Work instructions: Determine how many lines in the records hold the word "each". Return the number alone.

Dataset items:
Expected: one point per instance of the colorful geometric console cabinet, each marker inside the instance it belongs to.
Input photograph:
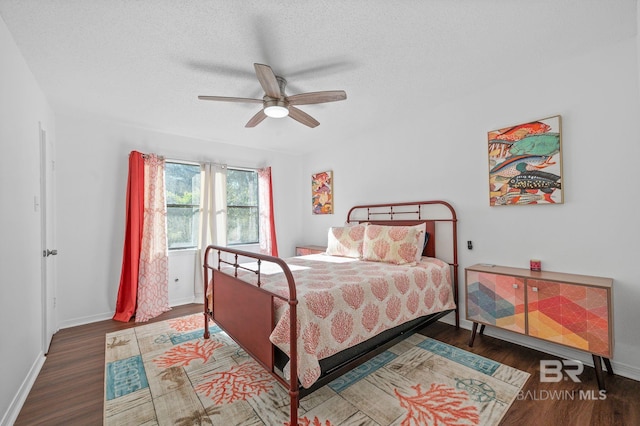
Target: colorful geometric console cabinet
(305, 250)
(572, 310)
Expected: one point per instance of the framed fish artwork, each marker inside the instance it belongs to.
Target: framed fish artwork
(322, 193)
(525, 163)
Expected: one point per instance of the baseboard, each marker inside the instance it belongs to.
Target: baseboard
(108, 315)
(11, 415)
(620, 369)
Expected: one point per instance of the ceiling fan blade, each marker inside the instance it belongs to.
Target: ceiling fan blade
(229, 99)
(268, 80)
(317, 97)
(302, 117)
(256, 119)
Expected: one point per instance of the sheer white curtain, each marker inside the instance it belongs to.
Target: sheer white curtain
(268, 244)
(153, 276)
(213, 213)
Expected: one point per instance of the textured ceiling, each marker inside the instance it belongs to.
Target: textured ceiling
(144, 62)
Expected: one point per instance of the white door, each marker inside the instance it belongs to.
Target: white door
(49, 251)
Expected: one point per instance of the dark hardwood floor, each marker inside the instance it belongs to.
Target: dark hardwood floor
(69, 390)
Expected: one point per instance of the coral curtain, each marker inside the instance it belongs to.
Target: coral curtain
(268, 244)
(127, 292)
(213, 214)
(153, 277)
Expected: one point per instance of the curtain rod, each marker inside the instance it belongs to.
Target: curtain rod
(226, 166)
(177, 160)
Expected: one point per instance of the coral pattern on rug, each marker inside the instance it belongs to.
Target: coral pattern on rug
(241, 382)
(167, 373)
(440, 405)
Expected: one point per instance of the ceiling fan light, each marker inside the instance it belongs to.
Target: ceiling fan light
(276, 109)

The completed task: 12